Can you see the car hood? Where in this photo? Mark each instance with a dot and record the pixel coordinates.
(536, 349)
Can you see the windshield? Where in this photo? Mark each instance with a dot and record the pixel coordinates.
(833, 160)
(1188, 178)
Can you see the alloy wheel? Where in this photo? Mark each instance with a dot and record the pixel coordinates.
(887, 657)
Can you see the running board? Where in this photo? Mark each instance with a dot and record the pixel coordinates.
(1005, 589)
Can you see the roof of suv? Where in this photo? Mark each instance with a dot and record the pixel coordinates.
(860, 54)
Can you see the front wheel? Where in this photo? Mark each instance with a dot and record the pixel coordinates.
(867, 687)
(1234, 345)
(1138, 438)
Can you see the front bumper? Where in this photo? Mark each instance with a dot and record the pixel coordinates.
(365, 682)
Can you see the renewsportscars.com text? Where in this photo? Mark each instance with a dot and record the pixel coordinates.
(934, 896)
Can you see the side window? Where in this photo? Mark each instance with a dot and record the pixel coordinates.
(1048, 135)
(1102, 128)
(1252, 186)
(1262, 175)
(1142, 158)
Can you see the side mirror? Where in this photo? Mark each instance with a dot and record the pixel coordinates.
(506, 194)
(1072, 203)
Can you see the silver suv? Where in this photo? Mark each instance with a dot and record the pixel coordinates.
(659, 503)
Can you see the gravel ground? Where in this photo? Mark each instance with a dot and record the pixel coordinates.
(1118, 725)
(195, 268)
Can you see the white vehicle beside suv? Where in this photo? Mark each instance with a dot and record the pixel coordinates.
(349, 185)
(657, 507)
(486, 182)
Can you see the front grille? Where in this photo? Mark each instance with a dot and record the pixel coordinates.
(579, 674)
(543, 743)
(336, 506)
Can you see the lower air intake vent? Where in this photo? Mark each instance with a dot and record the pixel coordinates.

Work required
Copy the records word for word, starting at the line that contains "Can you see the front wheel?" and ending at the last line of the records.

Exercise answer
Can you see the front wheel? Where in this photo? Mark each instance with a dot and record the pixel coordinates.
(867, 687)
(1234, 345)
(1138, 438)
Can you see the front bumper? Where in this photo? Mark each instance with a dot and record the pixel coordinates.
(365, 682)
Can you see the renewsportscars.com text? Where in this photo? Mark each instance with a dot and record the pixel coordinates.
(934, 896)
Can you see the side window? Where in this photo? Mark each instance with a dot and record the pixel coordinates.
(1048, 135)
(1102, 128)
(1252, 186)
(1262, 175)
(1142, 158)
Can you see the side mirror? Where in this photo? Mark each instance with a dot and record the pixel coordinates.
(506, 194)
(1072, 203)
Can you see the silver suv? Where in this photo? Mark each instance with a dot and record the pixel coordinates.
(659, 503)
Can you see the gravel ground? Where in this photo? Mark each instance with a dot and record the pixel coordinates.
(1118, 725)
(195, 268)
Can you see the white vehicle beside suv? Where in this photo? Mark each instance with a dot and record the pixel coordinates.
(349, 185)
(657, 507)
(486, 182)
Can you see the front grille? Where in this photo? Mark each instance with a dot and record the pixel coordinates.
(579, 674)
(543, 743)
(336, 506)
Can you see the lower air intake vent? Where in this photo? Mark each instance with a dot and record the pixel coordinates.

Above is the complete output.